--- What you are asked to do ---
Print every line below that comes at or after the line containing "locate the illuminated", exactly as written.
+===+
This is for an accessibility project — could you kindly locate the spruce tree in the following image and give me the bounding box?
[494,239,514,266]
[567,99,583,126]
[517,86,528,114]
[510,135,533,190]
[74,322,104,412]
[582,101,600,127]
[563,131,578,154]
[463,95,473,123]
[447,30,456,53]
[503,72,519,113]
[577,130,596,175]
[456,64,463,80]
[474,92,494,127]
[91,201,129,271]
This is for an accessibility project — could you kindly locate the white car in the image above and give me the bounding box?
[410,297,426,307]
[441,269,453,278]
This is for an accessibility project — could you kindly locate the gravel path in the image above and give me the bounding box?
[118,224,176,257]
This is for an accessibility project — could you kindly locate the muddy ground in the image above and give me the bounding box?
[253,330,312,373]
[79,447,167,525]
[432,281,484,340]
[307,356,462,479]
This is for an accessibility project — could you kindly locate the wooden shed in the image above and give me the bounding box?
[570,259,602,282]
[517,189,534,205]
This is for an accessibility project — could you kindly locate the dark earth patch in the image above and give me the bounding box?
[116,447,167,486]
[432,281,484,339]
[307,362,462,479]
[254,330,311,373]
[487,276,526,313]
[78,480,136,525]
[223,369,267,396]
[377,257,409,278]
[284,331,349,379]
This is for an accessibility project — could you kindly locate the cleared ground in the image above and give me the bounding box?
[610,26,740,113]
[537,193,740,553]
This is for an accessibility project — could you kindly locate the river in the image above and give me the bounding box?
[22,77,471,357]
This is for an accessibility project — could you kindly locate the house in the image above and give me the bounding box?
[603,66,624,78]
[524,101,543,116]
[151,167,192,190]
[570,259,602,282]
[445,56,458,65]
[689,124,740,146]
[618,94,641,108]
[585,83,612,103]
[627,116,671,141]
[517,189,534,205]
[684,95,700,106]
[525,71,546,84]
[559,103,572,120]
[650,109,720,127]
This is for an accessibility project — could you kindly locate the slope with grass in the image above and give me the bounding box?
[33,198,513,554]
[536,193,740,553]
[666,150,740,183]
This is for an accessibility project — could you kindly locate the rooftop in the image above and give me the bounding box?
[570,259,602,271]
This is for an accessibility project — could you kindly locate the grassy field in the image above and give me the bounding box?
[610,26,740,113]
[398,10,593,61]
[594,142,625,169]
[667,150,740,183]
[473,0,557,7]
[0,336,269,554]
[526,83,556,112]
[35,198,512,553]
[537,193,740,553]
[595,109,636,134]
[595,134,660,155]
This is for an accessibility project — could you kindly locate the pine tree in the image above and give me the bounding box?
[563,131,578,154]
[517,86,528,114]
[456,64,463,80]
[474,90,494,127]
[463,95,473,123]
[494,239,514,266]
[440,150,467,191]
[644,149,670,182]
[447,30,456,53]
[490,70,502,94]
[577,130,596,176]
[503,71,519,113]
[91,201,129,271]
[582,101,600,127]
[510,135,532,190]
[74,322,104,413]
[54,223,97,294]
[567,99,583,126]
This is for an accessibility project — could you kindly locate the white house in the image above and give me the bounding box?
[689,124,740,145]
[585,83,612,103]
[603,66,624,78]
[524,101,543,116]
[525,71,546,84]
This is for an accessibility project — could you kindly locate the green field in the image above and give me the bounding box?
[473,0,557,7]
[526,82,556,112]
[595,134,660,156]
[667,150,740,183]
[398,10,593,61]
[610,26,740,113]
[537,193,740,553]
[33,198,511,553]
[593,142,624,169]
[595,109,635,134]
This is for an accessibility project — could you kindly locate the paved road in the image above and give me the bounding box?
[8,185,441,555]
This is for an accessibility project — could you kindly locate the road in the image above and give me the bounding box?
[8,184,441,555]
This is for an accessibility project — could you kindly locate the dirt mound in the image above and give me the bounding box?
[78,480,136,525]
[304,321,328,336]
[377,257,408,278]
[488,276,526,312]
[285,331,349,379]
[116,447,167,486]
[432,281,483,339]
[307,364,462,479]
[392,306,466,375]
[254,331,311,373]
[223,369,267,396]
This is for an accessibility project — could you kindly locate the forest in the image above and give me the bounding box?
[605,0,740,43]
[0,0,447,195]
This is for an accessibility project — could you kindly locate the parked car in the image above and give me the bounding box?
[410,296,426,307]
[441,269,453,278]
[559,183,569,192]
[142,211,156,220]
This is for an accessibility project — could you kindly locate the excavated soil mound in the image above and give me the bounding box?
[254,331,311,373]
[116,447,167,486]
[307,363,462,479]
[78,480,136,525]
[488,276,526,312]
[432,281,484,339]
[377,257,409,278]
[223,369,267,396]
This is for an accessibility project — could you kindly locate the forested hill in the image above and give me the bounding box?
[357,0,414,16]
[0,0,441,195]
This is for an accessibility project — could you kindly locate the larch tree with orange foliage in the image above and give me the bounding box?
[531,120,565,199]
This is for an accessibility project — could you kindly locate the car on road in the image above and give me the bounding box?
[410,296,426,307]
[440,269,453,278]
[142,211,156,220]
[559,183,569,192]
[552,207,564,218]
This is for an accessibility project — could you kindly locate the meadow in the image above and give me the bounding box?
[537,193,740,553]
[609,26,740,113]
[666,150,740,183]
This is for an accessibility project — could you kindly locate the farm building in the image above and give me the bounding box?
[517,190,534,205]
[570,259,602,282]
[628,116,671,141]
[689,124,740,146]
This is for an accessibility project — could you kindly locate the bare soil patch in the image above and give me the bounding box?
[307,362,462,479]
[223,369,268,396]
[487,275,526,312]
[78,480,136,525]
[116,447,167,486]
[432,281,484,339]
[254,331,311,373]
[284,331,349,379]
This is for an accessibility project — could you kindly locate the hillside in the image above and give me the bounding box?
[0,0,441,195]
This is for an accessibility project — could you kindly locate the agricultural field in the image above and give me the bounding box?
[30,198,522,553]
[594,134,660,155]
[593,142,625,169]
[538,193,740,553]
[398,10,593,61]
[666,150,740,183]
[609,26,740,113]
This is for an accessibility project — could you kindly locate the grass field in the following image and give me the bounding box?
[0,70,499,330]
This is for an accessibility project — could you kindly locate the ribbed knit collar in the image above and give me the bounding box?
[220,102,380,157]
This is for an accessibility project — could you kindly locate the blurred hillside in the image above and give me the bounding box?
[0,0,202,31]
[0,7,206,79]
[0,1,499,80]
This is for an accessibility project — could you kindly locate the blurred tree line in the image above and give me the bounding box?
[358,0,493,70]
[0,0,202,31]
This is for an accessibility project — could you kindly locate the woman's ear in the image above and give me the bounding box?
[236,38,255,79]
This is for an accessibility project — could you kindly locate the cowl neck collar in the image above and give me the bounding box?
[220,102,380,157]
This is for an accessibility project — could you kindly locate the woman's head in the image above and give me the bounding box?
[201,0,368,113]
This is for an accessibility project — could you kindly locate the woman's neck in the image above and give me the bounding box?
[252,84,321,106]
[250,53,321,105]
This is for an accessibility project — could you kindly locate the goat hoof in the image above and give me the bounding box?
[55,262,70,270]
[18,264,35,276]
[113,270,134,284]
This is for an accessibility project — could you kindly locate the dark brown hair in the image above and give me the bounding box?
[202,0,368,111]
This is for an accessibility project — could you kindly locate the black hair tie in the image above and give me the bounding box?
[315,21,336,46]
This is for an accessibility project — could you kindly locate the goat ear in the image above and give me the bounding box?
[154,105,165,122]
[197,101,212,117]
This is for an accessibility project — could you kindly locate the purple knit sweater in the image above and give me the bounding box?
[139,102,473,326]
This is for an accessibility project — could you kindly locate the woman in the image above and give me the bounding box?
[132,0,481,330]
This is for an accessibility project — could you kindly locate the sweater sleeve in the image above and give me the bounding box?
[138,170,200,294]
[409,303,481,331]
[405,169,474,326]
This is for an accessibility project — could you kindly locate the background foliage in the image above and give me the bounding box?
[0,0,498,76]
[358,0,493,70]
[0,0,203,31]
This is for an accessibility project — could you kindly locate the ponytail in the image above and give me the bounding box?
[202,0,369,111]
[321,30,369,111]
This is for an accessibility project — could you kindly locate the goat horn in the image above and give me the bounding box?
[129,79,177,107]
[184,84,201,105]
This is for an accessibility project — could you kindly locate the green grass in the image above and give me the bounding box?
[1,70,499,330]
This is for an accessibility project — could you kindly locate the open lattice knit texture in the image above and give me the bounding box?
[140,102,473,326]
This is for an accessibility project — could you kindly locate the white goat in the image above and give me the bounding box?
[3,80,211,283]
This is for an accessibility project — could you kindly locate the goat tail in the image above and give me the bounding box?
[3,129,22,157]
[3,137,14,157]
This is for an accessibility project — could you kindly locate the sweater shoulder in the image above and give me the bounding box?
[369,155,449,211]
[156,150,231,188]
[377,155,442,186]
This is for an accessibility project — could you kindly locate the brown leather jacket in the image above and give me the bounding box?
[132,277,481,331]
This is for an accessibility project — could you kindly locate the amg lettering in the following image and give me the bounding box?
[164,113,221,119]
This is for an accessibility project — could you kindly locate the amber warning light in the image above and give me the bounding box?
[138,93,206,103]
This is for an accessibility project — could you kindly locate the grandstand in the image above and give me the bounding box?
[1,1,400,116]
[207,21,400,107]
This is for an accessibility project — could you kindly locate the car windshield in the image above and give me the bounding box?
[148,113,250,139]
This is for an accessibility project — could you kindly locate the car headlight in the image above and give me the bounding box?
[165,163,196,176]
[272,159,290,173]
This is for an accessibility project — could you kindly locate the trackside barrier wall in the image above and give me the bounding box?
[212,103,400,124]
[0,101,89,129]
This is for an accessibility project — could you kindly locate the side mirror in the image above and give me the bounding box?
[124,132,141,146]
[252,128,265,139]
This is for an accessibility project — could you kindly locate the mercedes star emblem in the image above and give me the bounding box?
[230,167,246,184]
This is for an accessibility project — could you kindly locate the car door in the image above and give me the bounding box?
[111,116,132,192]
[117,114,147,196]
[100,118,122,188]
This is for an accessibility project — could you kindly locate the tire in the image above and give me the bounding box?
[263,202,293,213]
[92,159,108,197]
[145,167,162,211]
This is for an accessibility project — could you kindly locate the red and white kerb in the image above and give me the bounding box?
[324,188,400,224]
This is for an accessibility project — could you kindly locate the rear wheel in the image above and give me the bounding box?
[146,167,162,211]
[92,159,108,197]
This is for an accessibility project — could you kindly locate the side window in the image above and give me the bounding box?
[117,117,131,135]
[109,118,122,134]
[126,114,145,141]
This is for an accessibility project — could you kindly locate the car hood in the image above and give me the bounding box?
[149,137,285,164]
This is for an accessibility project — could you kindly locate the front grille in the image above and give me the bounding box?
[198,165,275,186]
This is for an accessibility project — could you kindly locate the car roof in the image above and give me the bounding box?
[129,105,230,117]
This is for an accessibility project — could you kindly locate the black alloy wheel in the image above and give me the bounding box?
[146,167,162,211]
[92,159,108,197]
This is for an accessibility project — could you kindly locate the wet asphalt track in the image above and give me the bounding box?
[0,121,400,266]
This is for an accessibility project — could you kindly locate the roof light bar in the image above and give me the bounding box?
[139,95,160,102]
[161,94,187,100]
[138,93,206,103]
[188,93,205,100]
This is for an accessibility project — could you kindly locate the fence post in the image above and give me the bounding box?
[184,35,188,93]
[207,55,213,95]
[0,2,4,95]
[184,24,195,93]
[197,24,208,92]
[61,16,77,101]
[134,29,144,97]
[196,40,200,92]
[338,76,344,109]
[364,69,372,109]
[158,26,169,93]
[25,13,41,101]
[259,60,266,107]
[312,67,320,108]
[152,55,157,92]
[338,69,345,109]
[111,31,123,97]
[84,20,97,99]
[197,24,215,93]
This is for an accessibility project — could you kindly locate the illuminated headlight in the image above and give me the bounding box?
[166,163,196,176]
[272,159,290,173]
+===+
--- Output below ---
This is for an accessibility project — could you kindly locate the illuminated headlight in the image above and give me the bounding box?
[166,163,196,176]
[272,159,290,173]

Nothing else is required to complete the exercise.